--- Passage shown ---

This becomes more apparent with one more example. Let's take the numbers 1, 2, and 4 (all powers of two)
0001 | 0010 | 0100 = 0111
This is the same result as 5 | 3! But since the original numbers are powers of two, we can tell uniquely where each bit came from.
The key is remembering that each one of those values you merge into "options" is really just a number. I'm not sure how familiar you are with binary, but you can think of it in decimal and just add numbers rather than ORing them.
Let's say A=10, B=100, and C=1000
If you wanted to set options = A+B, then options would equal 110. The method you called would then look at the "tens" place for A, the "hundreds" place for B, and the "thousands" place for C. In this example, there is a 1 is the hundreds place and the tens place, so the method would know that A and B were set in the options.
It's a little different since computers use binary not decimal, but I think the idea is very similar, and sometimes it's easier to think about it in a familiar numbering system.

---

**Stated exercise:**
Extend the explanation above of combining option flags with bitwise OR, picking up after its final sentence.

--- Record list ---

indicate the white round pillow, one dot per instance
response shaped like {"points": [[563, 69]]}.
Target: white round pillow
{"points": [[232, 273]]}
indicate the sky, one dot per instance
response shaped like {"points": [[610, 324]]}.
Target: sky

---

**Task response:**
typedef NS_OPTIONS(NSUInteger, MyOption)
{
OptionNone = 0,
OptionOne = 1 << 0,
OptionTwo = 1 << 1,
OptionThree = 1 << 2
};
if (givenValue & OptionOne) {
// bit one is selected
}
if (givenValue & OptionTwo) {
// bit two is selected
}
http://en.wikipedia.org/wiki/Mask_(computing)
I've found Calculator.app to be helpful in visualizing bit masks. (Just choose View > Programmer, and then click the button to Show Binary). (You can click on any of the 0s or 1s in the binary table to switch those bits on or off; or, enter numbers in decimal or hex (use the 8 | 10 | 16 NSSegmentedControl to switch between different representations)).